● **ÉNONCÉ 1**
Résumez en deux phrases l'extrait sur le chantier de la future prison.

La résistance des réseaux d’activistes et des comités locaux n’a pas empêché la poursuite du chantier, entamé il y a quelques mois. Fort d’un permis d’urbanisme délivré en décembre 2016 et d’un permis d’environnement accordé en mars 2017, Cafasso est en droit de continuer les travaux, les recours en annulation introduits par les collectifs de riverains n’étant pas suspensifs. Toutefois, l’auditrice du Conseil d’Etat a conclu, le 11 octobre dernier, à l’annulation des permis délivrés. En cause : la présence d’un plan d’eau et d’une zone humide, et l’accroissement de la pression sur la mobilité. Dès 2015, le Collège d’environnement de la Région s’est inquiété de l’impact négatif de la future prison sur la mobilité :  » Le choix d’un site localisé à environ quinze kilomètres du centre-ville, mal desservi par les transports publics, pour lequel le réseau routier avoisinant est déjà saturé, ne peut qu’occasionner un report du trafic sur la mobilité locale et un accroissement des nuisances subies par les riverains.  »

(Extraits d'un jeu de données de pointage)
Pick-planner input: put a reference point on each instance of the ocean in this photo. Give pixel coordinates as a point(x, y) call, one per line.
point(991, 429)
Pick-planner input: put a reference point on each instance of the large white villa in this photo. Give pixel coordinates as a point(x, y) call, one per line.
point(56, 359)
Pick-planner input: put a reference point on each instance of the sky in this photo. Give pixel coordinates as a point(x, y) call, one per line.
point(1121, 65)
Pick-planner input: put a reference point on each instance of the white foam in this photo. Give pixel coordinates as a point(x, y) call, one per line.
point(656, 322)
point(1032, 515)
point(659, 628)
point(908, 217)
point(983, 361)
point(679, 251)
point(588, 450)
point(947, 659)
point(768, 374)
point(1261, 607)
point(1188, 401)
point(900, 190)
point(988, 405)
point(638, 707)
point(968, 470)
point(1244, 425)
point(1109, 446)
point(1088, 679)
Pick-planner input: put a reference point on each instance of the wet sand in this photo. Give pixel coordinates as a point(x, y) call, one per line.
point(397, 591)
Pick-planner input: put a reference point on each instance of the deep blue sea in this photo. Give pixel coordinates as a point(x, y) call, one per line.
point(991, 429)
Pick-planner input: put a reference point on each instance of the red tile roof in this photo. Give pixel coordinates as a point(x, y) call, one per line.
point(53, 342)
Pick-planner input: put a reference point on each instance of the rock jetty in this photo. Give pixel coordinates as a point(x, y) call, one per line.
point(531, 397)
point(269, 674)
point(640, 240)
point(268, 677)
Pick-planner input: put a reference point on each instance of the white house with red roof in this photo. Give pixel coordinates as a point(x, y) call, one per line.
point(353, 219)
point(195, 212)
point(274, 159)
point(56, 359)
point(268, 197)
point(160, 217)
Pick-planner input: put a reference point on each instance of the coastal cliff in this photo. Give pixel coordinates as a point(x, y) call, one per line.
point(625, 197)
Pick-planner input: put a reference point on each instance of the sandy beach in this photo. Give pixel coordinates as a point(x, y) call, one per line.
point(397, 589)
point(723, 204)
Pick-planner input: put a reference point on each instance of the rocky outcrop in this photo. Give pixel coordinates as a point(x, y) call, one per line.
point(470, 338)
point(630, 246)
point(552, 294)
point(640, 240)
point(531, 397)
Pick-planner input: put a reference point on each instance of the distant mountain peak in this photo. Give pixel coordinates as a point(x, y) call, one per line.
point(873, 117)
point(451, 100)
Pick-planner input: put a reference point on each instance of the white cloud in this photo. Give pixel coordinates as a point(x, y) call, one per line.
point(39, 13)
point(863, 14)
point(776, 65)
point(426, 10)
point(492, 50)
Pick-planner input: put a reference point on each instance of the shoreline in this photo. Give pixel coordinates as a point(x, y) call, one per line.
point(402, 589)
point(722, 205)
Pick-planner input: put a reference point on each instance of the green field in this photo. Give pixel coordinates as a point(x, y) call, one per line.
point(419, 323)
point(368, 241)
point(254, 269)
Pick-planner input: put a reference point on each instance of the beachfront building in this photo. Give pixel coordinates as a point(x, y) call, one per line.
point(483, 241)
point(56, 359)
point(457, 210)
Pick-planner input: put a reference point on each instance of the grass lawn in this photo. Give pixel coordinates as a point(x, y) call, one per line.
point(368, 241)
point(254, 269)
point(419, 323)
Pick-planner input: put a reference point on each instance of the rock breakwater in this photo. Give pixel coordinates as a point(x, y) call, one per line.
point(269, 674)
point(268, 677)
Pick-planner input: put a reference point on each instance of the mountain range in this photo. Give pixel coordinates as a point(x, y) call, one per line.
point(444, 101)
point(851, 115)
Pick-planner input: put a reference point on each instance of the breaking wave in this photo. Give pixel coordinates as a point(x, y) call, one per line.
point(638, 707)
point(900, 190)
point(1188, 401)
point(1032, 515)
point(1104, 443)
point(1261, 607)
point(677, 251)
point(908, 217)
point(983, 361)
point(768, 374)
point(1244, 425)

...

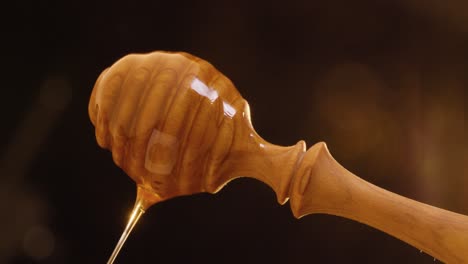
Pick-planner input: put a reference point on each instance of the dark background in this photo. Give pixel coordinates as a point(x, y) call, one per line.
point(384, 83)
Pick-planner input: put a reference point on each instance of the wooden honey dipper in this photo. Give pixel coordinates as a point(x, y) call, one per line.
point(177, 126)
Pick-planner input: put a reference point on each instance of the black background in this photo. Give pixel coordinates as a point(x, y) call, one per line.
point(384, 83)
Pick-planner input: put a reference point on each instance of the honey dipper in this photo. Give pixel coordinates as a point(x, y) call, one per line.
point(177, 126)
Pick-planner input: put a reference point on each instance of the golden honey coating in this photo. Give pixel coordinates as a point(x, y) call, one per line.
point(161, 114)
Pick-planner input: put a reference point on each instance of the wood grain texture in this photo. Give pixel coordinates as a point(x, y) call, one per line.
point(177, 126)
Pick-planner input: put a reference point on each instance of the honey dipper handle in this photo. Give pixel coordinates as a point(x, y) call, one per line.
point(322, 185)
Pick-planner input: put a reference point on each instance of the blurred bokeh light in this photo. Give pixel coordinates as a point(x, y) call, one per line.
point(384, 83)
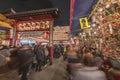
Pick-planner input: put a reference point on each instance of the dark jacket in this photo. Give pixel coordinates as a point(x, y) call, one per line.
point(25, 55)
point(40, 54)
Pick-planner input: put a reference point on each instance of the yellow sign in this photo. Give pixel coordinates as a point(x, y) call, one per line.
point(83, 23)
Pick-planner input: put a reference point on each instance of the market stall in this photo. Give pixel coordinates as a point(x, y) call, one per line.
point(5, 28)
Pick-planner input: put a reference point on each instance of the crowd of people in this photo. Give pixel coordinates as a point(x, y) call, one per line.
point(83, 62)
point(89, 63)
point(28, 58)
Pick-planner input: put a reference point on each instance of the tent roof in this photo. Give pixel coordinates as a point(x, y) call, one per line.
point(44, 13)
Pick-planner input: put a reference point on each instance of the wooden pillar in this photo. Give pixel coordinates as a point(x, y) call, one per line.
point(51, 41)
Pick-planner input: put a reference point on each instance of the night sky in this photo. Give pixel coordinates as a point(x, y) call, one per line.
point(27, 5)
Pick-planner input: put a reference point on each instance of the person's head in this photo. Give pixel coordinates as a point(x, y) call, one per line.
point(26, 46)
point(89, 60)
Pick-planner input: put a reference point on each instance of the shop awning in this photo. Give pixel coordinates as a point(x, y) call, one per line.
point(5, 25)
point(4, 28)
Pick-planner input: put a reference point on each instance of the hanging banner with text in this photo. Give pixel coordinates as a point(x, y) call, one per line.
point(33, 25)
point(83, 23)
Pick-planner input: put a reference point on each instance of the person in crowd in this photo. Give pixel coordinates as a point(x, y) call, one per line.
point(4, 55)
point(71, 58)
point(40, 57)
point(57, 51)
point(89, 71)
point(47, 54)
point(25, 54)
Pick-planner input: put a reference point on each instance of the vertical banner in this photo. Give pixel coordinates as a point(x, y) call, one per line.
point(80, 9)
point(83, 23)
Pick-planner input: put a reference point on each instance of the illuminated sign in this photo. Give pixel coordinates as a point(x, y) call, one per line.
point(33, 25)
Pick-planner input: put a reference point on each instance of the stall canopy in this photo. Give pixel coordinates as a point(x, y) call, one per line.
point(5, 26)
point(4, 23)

● **ÉNONCÉ 2**
Dans le listing, remplacez « in this photo » par « in this image » et recopiez uniquement les lignes allant de celle qui contient « of the blurred » jusqu'à celle qui contient « point(5, 28) », ces deux lignes comprises, sans rien changer d'autre. Laissez les images de côté dans votre réponse.

● **CORRIGÉ 1**
Malgré la résistance des activistes et des comités locaux, le chantier de la prison se poursuit, car Cafasso détient un permis d'urbanisme de décembre 2016 et un permis d'environnement de mars 2017, et les recours des riverains ne sont pas suspensifs. Le 11 octobre, l'auditrice du Conseil d'Etat a toutefois conclu à l'annulation de ces permis en raison d'un plan d'eau, d'une zone humide et de la pression accrue sur la mobilité, un impact négatif que le Collège d'environnement de la Région redoutait dès 2015.

● **CORRIGÉ 2**
Pick-planner input: put a reference point on each instance of the blurred bokeh light in this image. Give pixel coordinates as a point(x, y) call, one per line.
point(384, 83)
Pick-planner input: put a reference point on each instance of the dark jacket in this image. Give pixel coordinates as a point(x, y) call, one per line.
point(25, 55)
point(40, 54)
Pick-planner input: put a reference point on each instance of the yellow sign in this image. Give pixel coordinates as a point(x, y) call, one per line.
point(83, 23)
Pick-planner input: put a reference point on each instance of the market stall in this image. Give pixel coordinates as a point(x, y) call, one per line.
point(5, 28)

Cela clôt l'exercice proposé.